* EXERCISE AIM
Convert each line of the records into one string in a JSON list, skipping any blank lines.

* * * * * * *

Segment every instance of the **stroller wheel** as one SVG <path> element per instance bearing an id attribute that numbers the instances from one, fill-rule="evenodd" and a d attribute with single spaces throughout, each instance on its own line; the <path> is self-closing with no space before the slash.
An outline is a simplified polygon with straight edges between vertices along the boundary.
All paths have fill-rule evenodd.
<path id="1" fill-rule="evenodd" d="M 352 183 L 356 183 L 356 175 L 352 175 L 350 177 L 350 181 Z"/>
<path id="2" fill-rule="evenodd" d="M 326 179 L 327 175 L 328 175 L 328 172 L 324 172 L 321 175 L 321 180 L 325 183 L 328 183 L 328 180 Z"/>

* * * * * * *

* EXERCISE RESPONSE
[
  "Segment every instance of the **stroller wheel** as one SVG <path> element per instance bearing an id attribute that numbers the instances from one, fill-rule=\"evenodd\" and a d attribute with single spaces throughout, each instance on its own line; the <path> is self-closing with no space before the slash.",
  "An outline is a simplified polygon with straight edges between vertices along the boundary.",
  "All paths have fill-rule evenodd.",
  "<path id=\"1\" fill-rule=\"evenodd\" d=\"M 352 183 L 356 183 L 356 175 L 352 175 L 350 177 L 350 181 Z\"/>",
  "<path id=\"2\" fill-rule=\"evenodd\" d=\"M 326 179 L 327 175 L 328 175 L 328 172 L 324 172 L 321 175 L 321 180 L 325 183 L 328 183 L 328 180 Z\"/>"
]